- Written request -
Copy out the whole listing exactly as written, leaving the pictures behind.

- Data to process -
▶

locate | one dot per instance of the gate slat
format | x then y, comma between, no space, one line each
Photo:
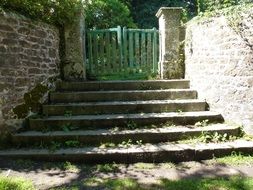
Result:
114,53
95,60
90,62
125,52
155,60
143,51
117,50
108,52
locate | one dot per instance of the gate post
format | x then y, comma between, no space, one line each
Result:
169,37
74,50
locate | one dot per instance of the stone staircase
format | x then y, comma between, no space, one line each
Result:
126,122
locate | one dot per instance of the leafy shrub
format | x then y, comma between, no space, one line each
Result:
8,183
55,12
144,10
107,14
211,5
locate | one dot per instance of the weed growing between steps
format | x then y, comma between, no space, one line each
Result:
208,137
235,159
11,183
232,183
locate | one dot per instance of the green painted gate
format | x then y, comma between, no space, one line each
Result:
122,51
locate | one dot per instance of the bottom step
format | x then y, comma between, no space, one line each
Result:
143,153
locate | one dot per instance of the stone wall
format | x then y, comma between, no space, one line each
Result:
219,63
29,56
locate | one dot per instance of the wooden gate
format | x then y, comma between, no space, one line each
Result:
122,51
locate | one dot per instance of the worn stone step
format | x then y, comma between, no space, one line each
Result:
161,152
131,95
151,106
123,85
96,137
108,121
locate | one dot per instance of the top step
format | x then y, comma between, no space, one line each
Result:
123,85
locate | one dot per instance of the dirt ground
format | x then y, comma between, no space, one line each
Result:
47,175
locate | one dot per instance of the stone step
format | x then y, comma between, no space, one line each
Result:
96,137
161,152
108,121
151,106
123,85
131,95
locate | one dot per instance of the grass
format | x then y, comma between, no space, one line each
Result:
10,183
235,159
132,75
232,183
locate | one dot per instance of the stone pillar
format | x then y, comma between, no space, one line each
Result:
74,61
169,31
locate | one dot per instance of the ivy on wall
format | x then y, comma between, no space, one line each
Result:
211,5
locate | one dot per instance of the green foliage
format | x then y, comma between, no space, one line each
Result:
56,12
235,159
108,14
211,5
7,183
144,11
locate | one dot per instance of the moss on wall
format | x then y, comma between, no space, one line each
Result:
32,101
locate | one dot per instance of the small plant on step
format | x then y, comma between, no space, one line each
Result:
126,144
215,137
68,127
203,123
54,146
68,113
106,168
139,142
131,125
180,112
72,144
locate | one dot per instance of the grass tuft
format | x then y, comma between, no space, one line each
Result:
10,183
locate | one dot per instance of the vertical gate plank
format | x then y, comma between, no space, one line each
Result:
101,51
90,48
155,60
143,51
131,50
149,52
125,54
108,52
114,53
95,39
137,50
120,48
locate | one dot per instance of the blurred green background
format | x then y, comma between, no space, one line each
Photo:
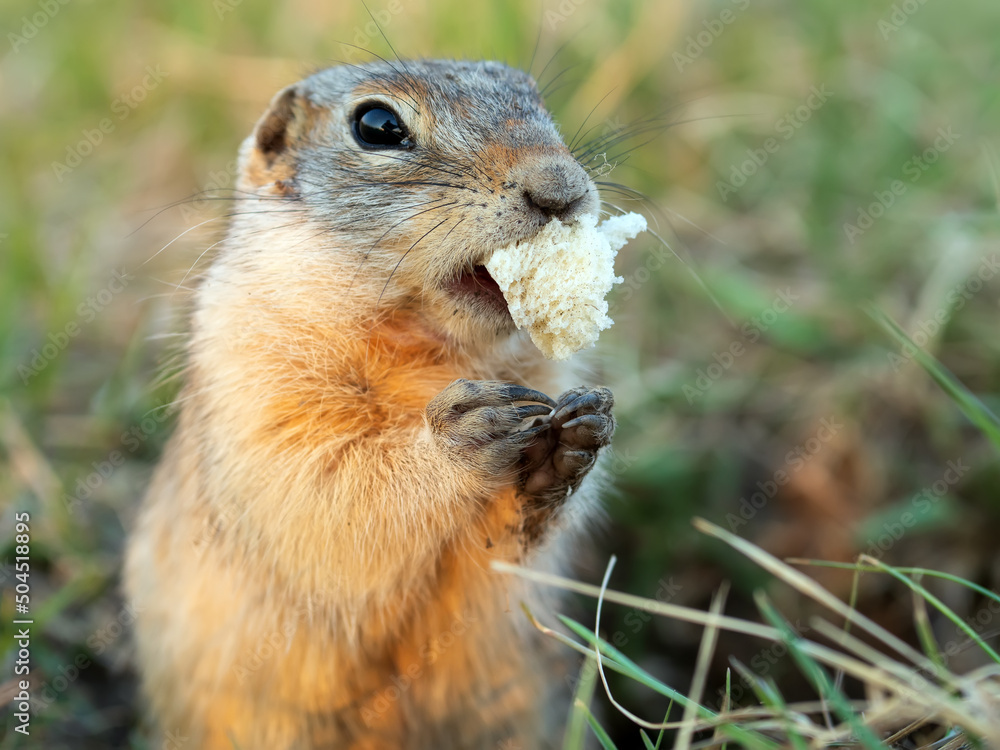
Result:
813,158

◀

- Full output -
locate | one dot per instance of the gate slat
format | x then y, comma between, no space, one line each
Photo:
Result:
114,53
95,60
90,62
125,52
155,60
143,51
117,50
108,52
locate | one dot per instance of the gate post
format | x then y, comma between, no space, one line each
Result:
169,37
74,50
locate | one dot per instance of the stone staircase
format | x then y, comma between, no space, one line each
Result:
126,122
locate | one dot per instance of the leafy shrub
format | x then y, comma between, no space, one line each
Result:
8,183
55,12
144,10
107,14
211,5
locate | one dot per instance of the weed growing between steps
format | x then y, comma between, no space, one line each
Result:
208,137
235,159
11,183
232,183
locate | one dot per instance of the green painted gate
format | x then y, comma between, no space, one line each
Result:
122,51
locate | one dot per instance of the bottom step
format | x then y, comma between, no space, one line each
Result:
143,153
locate | one dot per instance of the stone wall
format | x then y, comma between, no space, one line each
Result:
219,63
29,56
locate | one dot per instance of the wooden gate
format | x then y, comma between, no space, one line each
Result:
122,51
locate | one dot per instance of the worn stone step
format | x then y, comma between, no space, one line each
Result:
161,152
131,95
151,106
123,85
96,137
108,121
locate | one dot per instance of the top step
format | x then y, comma between, no space, one line each
Result:
123,85
locate | one dot per instance of the dirt ground
format | x then y, comma between, no space, one line each
Result:
47,175
locate | one dot per instance of the stone step
format | x then y, comma between, no space, one line each
Result:
96,137
161,152
108,121
151,106
123,85
131,95
locate | one dot per instance of the grass
format | x then y, comma between, no space, one line each
Result:
10,183
235,159
132,75
232,183
locate | one dot per instance of the stone pillar
format | x then y, comma between, no space, one line each
Result:
74,61
169,31
locate | one dot per instance of the ivy on wall
format | x then y, comma between, no space, one line each
Result:
211,5
locate | one dot per instance of the green foliage
format | x then y, comma between, no space, one line each
Result:
56,12
235,159
108,14
211,5
7,183
144,11
locate | one dot per instance of the moss on wall
format | x then y, comma between, no space, one line each
Result:
32,101
locate | one dot per instance of the small plant on step
format | x then y, comma between, no space, one line each
Result:
126,144
215,137
68,127
203,123
54,146
68,113
106,168
139,142
131,125
180,112
72,144
locate | one dot per instance of the grass tuft
format | x then y, comma between, no space, one line each
Result:
10,183
locate | one dot per instance of the vertical gate plank
format | x then y, comma between, no space, one line each
Result:
101,51
90,48
155,60
143,51
131,50
149,52
125,54
108,52
114,53
95,39
137,50
120,48
locate | one dot per instance of the blurred green background
format | x then y, comma between, no space, one line each
Photo:
Result:
813,158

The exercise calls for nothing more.